# SUPPLIED MATERIAL start
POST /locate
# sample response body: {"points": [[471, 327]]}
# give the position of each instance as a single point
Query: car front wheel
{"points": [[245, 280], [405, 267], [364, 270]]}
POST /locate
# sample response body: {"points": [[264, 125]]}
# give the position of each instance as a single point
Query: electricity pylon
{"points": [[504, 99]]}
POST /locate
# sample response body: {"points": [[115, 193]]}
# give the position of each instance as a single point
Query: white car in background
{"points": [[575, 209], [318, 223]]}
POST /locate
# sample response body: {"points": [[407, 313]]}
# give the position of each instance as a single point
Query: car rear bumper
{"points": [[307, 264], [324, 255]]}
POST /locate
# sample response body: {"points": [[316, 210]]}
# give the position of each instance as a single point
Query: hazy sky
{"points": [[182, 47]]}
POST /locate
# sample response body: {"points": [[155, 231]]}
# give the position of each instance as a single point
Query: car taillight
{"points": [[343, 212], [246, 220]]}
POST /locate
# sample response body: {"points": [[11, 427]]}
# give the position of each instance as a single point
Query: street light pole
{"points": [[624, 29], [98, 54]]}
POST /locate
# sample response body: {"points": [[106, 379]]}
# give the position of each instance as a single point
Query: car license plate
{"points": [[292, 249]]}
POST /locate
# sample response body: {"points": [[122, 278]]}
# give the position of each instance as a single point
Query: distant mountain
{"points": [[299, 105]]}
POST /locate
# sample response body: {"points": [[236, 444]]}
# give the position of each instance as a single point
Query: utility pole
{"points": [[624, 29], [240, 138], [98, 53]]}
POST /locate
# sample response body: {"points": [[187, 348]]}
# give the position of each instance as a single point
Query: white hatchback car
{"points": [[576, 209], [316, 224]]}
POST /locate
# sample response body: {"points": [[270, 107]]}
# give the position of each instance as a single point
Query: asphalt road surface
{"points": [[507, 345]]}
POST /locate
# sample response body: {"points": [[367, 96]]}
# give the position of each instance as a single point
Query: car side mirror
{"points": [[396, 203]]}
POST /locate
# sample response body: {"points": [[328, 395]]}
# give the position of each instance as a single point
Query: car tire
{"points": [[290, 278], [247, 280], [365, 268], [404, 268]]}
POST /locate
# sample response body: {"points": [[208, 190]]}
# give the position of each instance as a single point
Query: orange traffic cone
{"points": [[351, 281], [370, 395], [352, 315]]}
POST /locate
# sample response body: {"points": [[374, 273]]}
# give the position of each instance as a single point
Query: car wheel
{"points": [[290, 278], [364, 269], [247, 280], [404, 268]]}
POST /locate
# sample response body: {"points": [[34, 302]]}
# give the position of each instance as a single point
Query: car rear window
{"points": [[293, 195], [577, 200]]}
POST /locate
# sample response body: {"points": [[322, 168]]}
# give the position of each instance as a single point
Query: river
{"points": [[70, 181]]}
# SUPPLIED MATERIAL end
> [REQUEST] Retype every entry above, word for word.

> [ANSWER]
POST /locate
# sample response body: {"points": [[471, 327]]}
# give the position of each instance as a single point
Query: car front wheel
{"points": [[245, 280], [405, 267], [364, 270]]}
POST /locate
# sample response body: {"points": [[264, 125]]}
# give the position of each instance as a single point
Query: electricity pylon
{"points": [[504, 99]]}
POST /locate
# sample response body: {"points": [[115, 193]]}
# give the position of each instance as a single point
Query: white car in background
{"points": [[575, 209], [318, 223]]}
POST /locate
# sample response body: {"points": [[407, 313]]}
# give the position of each instance as a single point
Query: car rear bumper
{"points": [[307, 264], [324, 255]]}
POST /locate
# sample response body: {"points": [[316, 210]]}
# give the position of each instance as a single point
Query: hazy sky
{"points": [[182, 47]]}
POST /locate
# sample response body: {"points": [[155, 231]]}
# give the position of each instance as a single point
Query: car taillight
{"points": [[343, 212], [246, 220]]}
POST /locate
# sample response body: {"points": [[11, 427]]}
# give the position of each instance as a single point
Query: street light pole
{"points": [[624, 29], [98, 54]]}
POST /locate
# sample response body: {"points": [[106, 379]]}
# give the position of each instance as a single point
Query: car license plate
{"points": [[292, 249]]}
POST /locate
# sample response body: {"points": [[122, 278]]}
# give the position of each instance as a single point
Query: distant mountain
{"points": [[299, 105]]}
POST /locate
# sample response body: {"points": [[236, 444]]}
# give the position of each instance as a single point
Query: utility pole
{"points": [[624, 29], [240, 138], [98, 53]]}
POST /locate
# sample response body: {"points": [[187, 348]]}
# give the position of each instance as a single point
Query: white hatchback car
{"points": [[576, 209], [316, 224]]}
POST /locate
# sample response body: {"points": [[270, 107]]}
# give the position of each instance as a single point
Query: asphalt road surface
{"points": [[507, 345]]}
POST /locate
# sample response body: {"points": [[367, 96]]}
# give the position of each instance as a single point
Query: car side mirror
{"points": [[396, 203]]}
POST /locate
# sample response body: {"points": [[328, 395]]}
# give the position of each instance as a single point
Query: car tire
{"points": [[290, 278], [247, 280], [365, 268], [404, 268]]}
POST /locate
# sample response body: {"points": [[208, 190]]}
# give the position of each instance as a single point
Query: orange traffic cone
{"points": [[351, 281], [370, 395], [352, 315]]}
POST /locate
# sample response body: {"points": [[374, 273]]}
# give the position of each instance as a single point
Query: car wheel
{"points": [[290, 278], [364, 269], [247, 280], [404, 268]]}
POST /locate
# sample response body: {"points": [[34, 302]]}
# give the position of each instance as a single point
Query: car rear window
{"points": [[293, 195], [577, 200]]}
POST /locate
# sample response body: {"points": [[322, 168]]}
# give the position of each instance as a single point
Query: river
{"points": [[70, 181]]}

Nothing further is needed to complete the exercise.